INSTRUKSI A -
Menurut teks berita tentang MO Besakih, Kawasan Pura Besakih termasuk Kawasan Rawan Bencana tingkat berapa, dan berapa radiusnya dari kepundan Gunung Agung?
INSTRUKSI B -
Salin dengan tepat bagian teks berita tentang MO Besakih, mulai dari "Sikap ini, untuk" sampai dengan "untuk kegiatan pariwisata.".

TEKS HALAMAN -
============
AMLAPURA, BALIPOST.com – Kawasan Pura Agung Besakih berada pada zona awas. Melihat situasi ini, seluruh aktivitas pariwisata di tempat ini terhenti, karena zona awas harus dikosongkan. Situasi ini tentu membuat MO Besakih gigit jari, karena tak lagi ada wisatawan berkunjung.
Pemkab Karangasem meminta MO Besakih sebaiknya dibekukan dulu, sambil menunggu perkembangan lebih lanjut dari aktivitas vulkanik Gunung Agung. Bupati Karangasem I Gusti Ayu Mas Sumatri didampingi Wakil Bupati Wayan Artha Dipa, belum lama ini mengatakan MO Besakih mesti dibekukan atau dihentikan operasionalnya sementara, karena dilarang melakukan aktivitas apapun pada zona awas.
Sikap ini, untuk menghormati aturan BNPB bersama Satgas Siaga Bencana Gunung Agung. “Lagi pula kan disana zona awas, MO Besakih juga tak mungkin bisa bekerja karena zona awas harus steril. Jadi aktivitasnya sebaiknya dihentikan saja dulu,” kata Bupati Mas Sumatri.
Waki Bupati Karangasem I Wayan Artha Dipa, menambahkan, Kawasan Pura Besakih masuk pada Kawasan Rawan Bencana (KRB) III atau radius 6 km dari kepundan Gunung Agung. Artinya, masyarakat setempat saja harus mengungsi dari sana karena wilayah itu harus dikosongkan. Apalagi, untuk kegiatan pariwisata.
Sehingga, dia juga sependapat kalau MO Besakih sebagai lembaga di bawah Badan Pengelola Kawasan Pura Besakih yang dibentuk Pemprov Bali, sebaiknya dihentikan dulu operasionalnya. “Sekarang kalau ditanya bagaimana nasib pegawai di dalamnya, nantilah dipikirkan itu. Sekarang yang penting ikuti arahan pemerintah, Satgas maupun BNPB, untuk mengurangi dampak resiko bencana. Ini yang harus diutamakan dulu,” imbuhnya.
============
[Entri batas bentuk]
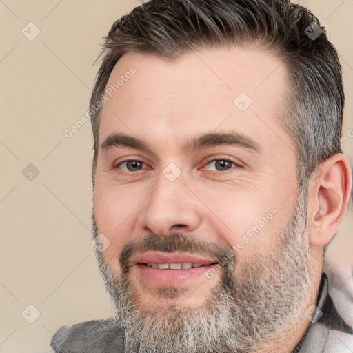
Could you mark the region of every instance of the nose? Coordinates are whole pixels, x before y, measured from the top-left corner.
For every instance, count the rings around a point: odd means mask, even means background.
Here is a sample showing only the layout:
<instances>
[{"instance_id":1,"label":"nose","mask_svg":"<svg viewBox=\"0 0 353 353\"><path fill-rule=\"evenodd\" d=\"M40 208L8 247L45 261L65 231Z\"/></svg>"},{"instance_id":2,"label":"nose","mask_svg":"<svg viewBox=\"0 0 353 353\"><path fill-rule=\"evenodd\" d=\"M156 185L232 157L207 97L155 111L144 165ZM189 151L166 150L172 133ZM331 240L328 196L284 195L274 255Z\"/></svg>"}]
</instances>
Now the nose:
<instances>
[{"instance_id":1,"label":"nose","mask_svg":"<svg viewBox=\"0 0 353 353\"><path fill-rule=\"evenodd\" d=\"M170 181L161 173L155 181L140 214L143 232L163 236L197 229L202 219L201 202L185 183L183 174Z\"/></svg>"}]
</instances>

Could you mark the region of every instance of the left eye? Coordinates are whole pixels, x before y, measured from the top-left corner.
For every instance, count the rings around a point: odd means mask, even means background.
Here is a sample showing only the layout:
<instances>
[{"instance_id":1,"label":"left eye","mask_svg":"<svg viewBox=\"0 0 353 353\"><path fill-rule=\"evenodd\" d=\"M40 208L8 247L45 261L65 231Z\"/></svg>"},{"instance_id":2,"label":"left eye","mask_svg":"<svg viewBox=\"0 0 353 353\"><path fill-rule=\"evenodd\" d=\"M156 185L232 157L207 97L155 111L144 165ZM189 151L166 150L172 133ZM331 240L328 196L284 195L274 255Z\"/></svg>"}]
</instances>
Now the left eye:
<instances>
[{"instance_id":1,"label":"left eye","mask_svg":"<svg viewBox=\"0 0 353 353\"><path fill-rule=\"evenodd\" d=\"M228 170L232 168L232 165L236 166L237 165L229 159L213 159L208 163L208 165L212 165L216 168L216 170L219 172Z\"/></svg>"},{"instance_id":2,"label":"left eye","mask_svg":"<svg viewBox=\"0 0 353 353\"><path fill-rule=\"evenodd\" d=\"M232 166L237 166L232 161L229 159L212 159L208 162L207 165L212 165L216 168L216 171L222 172L224 170L228 170L230 169ZM131 159L129 161L125 161L124 162L121 162L117 167L120 167L121 165L124 165L125 168L123 168L124 170L127 170L128 172L137 172L141 170L142 169L142 166L145 164L141 161L137 161L134 159Z\"/></svg>"}]
</instances>

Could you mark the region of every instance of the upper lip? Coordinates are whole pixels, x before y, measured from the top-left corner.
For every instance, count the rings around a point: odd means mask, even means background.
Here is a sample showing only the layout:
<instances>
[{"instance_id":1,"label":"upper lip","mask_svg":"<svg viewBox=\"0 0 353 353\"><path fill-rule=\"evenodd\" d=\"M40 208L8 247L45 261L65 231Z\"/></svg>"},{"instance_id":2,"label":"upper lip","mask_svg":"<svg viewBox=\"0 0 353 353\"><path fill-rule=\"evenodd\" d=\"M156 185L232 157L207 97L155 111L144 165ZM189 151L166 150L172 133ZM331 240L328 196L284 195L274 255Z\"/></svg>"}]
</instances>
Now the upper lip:
<instances>
[{"instance_id":1,"label":"upper lip","mask_svg":"<svg viewBox=\"0 0 353 353\"><path fill-rule=\"evenodd\" d=\"M203 256L181 252L148 252L132 258L132 265L137 263L202 263L210 265L218 262L217 259L210 256Z\"/></svg>"}]
</instances>

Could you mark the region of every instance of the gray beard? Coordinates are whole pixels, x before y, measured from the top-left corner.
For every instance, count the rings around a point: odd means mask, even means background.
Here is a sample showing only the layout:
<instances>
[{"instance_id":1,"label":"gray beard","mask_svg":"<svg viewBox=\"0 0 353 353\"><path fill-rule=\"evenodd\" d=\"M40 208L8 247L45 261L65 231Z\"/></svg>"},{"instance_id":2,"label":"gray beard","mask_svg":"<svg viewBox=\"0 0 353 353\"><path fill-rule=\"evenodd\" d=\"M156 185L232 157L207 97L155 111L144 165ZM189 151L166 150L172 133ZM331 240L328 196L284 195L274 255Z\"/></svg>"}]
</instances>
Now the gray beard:
<instances>
[{"instance_id":1,"label":"gray beard","mask_svg":"<svg viewBox=\"0 0 353 353\"><path fill-rule=\"evenodd\" d=\"M197 308L151 304L148 311L141 309L141 296L126 264L135 252L149 250L201 250L221 259L231 250L228 247L197 243L194 237L179 233L148 234L143 241L124 248L119 276L96 250L105 288L117 310L115 321L125 334L125 352L247 353L265 347L266 342L288 331L298 320L309 288L306 213L302 194L285 228L274 235L274 245L259 250L241 263L236 263L236 254L232 256L221 268L219 283ZM99 232L94 213L92 224L96 237ZM256 241L254 238L249 243ZM159 288L163 298L175 298L182 292L178 287Z\"/></svg>"}]
</instances>

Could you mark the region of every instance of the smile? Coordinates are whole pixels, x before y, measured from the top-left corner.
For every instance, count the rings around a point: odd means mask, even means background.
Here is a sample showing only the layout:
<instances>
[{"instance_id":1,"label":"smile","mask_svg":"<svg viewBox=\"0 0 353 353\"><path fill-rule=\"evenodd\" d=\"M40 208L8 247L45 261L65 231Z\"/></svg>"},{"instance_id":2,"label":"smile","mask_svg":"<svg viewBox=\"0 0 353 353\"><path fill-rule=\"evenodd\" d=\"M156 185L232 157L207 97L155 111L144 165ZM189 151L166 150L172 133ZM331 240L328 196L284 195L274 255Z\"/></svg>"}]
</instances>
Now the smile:
<instances>
[{"instance_id":1,"label":"smile","mask_svg":"<svg viewBox=\"0 0 353 353\"><path fill-rule=\"evenodd\" d=\"M191 263L190 262L180 263L146 263L146 265L150 268L159 268L160 270L183 270L205 266L203 263Z\"/></svg>"}]
</instances>

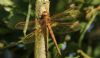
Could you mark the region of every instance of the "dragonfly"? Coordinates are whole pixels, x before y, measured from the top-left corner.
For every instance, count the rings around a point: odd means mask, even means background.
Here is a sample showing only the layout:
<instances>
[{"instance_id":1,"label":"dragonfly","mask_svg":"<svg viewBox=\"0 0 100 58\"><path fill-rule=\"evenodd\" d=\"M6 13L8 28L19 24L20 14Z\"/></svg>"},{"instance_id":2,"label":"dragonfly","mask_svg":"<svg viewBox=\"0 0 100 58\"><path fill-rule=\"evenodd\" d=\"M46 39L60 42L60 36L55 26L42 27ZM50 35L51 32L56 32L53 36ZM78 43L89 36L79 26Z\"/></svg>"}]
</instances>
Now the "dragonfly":
<instances>
[{"instance_id":1,"label":"dragonfly","mask_svg":"<svg viewBox=\"0 0 100 58\"><path fill-rule=\"evenodd\" d=\"M38 20L44 31L45 31L45 28L48 29L59 54L61 54L61 52L60 52L60 49L58 48L53 30L55 31L59 29L65 30L62 33L64 32L70 33L70 32L78 31L80 29L80 23L78 20L76 20L78 16L79 16L79 11L76 9L68 9L60 14L57 14L51 17L47 13L47 11L44 11L43 14L41 15L40 20ZM22 30L24 28L24 25L25 25L25 22L19 22L15 25L15 28ZM35 30L34 27L35 27L35 20L30 21L28 25L28 29ZM31 38L33 34L34 32L28 34L24 39ZM25 41L25 40L22 40L22 41Z\"/></svg>"}]
</instances>

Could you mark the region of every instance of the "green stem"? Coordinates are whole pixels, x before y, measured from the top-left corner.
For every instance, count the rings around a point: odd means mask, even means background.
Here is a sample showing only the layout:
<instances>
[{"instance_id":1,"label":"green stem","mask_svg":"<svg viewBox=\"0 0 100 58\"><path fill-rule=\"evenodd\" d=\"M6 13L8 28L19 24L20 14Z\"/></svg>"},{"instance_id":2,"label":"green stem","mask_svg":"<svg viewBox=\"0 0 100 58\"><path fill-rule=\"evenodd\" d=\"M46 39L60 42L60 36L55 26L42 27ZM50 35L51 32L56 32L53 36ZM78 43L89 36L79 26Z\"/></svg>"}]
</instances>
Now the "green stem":
<instances>
[{"instance_id":1,"label":"green stem","mask_svg":"<svg viewBox=\"0 0 100 58\"><path fill-rule=\"evenodd\" d=\"M26 17L26 23L25 23L25 26L24 26L24 29L23 29L24 36L26 36L26 32L27 32L27 29L28 29L30 13L31 13L31 7L32 7L31 3L29 3L29 5L28 5L28 14L27 14L27 17Z\"/></svg>"}]
</instances>

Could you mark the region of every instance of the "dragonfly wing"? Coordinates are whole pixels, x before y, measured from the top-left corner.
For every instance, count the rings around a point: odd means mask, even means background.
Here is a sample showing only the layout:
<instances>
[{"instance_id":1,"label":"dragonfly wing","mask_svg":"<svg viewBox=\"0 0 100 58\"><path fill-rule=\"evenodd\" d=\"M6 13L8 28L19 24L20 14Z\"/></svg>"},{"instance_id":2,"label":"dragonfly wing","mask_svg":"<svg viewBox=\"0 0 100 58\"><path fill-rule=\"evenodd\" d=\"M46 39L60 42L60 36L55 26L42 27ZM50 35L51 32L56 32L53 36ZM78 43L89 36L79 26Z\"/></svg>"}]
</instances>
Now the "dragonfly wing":
<instances>
[{"instance_id":1,"label":"dragonfly wing","mask_svg":"<svg viewBox=\"0 0 100 58\"><path fill-rule=\"evenodd\" d=\"M15 29L23 30L25 26L25 22L19 22L15 25ZM35 26L34 21L30 21L28 24L28 30L33 30Z\"/></svg>"},{"instance_id":2,"label":"dragonfly wing","mask_svg":"<svg viewBox=\"0 0 100 58\"><path fill-rule=\"evenodd\" d=\"M53 23L52 24L54 32L59 31L58 33L70 33L80 30L81 26L78 21L76 22L67 22L67 23Z\"/></svg>"}]
</instances>

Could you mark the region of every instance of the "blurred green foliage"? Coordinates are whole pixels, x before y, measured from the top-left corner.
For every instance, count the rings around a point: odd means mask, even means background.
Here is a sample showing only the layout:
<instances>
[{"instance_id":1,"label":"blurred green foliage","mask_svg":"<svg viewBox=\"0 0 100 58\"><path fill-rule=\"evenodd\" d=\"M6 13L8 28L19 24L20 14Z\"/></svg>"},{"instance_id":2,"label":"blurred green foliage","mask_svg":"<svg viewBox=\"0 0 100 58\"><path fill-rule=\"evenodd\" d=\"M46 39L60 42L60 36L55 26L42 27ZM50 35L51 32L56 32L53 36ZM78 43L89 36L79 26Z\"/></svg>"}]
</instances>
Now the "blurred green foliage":
<instances>
[{"instance_id":1,"label":"blurred green foliage","mask_svg":"<svg viewBox=\"0 0 100 58\"><path fill-rule=\"evenodd\" d=\"M27 31L27 36L24 37L23 31L15 28L17 23L25 21L29 3L32 5L30 20L34 20L35 0L30 1L0 0L0 58L4 58L2 55L10 55L13 58L34 57L32 30ZM92 10L96 10L98 14L91 22L96 13ZM63 15L59 16L60 13ZM51 17L58 14L57 19L61 19L63 22L79 22L80 25L54 27L53 30L62 55L57 54L50 38L49 58L100 58L100 0L50 0L50 14ZM90 25L89 22L91 22ZM79 47L80 36L83 36L81 47ZM77 52L80 49L82 51ZM8 50L9 55L6 52ZM8 58L11 58L10 56Z\"/></svg>"}]
</instances>

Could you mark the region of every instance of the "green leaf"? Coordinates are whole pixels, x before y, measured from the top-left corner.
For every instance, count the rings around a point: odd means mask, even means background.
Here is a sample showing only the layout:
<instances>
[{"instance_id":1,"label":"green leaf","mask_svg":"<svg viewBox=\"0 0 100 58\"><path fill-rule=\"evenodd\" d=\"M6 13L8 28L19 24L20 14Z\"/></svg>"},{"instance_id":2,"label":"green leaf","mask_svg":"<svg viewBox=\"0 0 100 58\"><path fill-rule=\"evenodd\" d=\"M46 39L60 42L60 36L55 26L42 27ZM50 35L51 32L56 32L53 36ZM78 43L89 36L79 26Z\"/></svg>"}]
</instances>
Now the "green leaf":
<instances>
[{"instance_id":1,"label":"green leaf","mask_svg":"<svg viewBox=\"0 0 100 58\"><path fill-rule=\"evenodd\" d=\"M0 0L0 4L3 6L11 6L13 2L11 0Z\"/></svg>"}]
</instances>

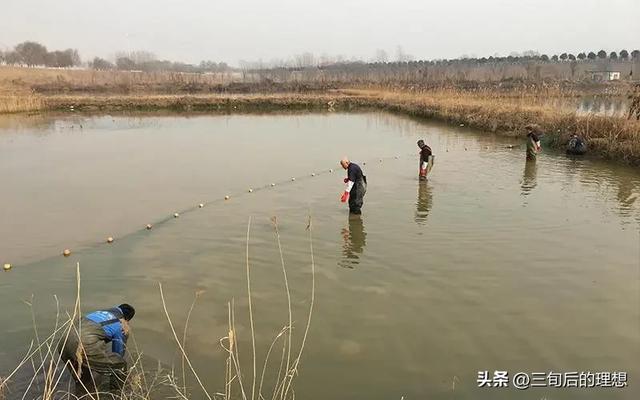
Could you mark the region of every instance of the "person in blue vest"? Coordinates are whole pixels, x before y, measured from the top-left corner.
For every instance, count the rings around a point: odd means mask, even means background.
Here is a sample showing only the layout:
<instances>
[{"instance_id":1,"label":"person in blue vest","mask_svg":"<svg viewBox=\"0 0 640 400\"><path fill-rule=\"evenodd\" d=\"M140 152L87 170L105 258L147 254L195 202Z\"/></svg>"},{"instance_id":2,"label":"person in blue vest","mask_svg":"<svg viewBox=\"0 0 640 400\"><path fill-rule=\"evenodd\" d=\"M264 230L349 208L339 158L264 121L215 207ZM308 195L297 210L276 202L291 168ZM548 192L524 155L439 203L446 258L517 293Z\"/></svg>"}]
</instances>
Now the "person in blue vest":
<instances>
[{"instance_id":1,"label":"person in blue vest","mask_svg":"<svg viewBox=\"0 0 640 400\"><path fill-rule=\"evenodd\" d=\"M127 374L129 321L135 313L129 304L93 311L60 345L60 357L71 372L78 397L122 389Z\"/></svg>"}]
</instances>

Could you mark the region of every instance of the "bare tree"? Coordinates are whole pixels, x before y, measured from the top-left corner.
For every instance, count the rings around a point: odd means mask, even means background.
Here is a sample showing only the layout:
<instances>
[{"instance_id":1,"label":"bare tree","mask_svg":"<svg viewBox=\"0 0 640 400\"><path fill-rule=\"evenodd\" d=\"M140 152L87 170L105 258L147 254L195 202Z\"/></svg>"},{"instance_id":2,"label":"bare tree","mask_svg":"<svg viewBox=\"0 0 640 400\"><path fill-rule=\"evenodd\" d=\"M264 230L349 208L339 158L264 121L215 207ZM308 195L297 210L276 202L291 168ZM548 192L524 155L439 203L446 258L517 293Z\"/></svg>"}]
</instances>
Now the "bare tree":
<instances>
[{"instance_id":1,"label":"bare tree","mask_svg":"<svg viewBox=\"0 0 640 400\"><path fill-rule=\"evenodd\" d=\"M15 52L21 62L32 67L45 65L47 48L37 42L23 42L15 47Z\"/></svg>"}]
</instances>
============
JAWABAN LATIHAN A -
Kawasan Pura Besakih termasuk Kawasan Rawan Bencana (KRB) III, yaitu radius 6 km dari kepundan Gunung Agung.

JAWABAN LATIHAN B -
Sikap ini, untuk menghormati aturan BNPB bersama Satgas Siaga Bencana Gunung Agung. “Lagi pula kan disana zona awas, MO Besakih juga tak mungkin bisa bekerja karena zona awas harus steril. Jadi aktivitasnya sebaiknya dihentikan saja dulu,” kata Bupati Mas Sumatri.
Waki Bupati Karangasem I Wayan Artha Dipa, menambahkan, Kawasan Pura Besakih masuk pada Kawasan Rawan Bencana (KRB) III atau radius 6 km dari kepundan Gunung Agung. Artinya, masyarakat setempat saja harus mengungsi dari sana karena wilayah itu harus dikosongkan. Apalagi, untuk kegiatan pariwisata.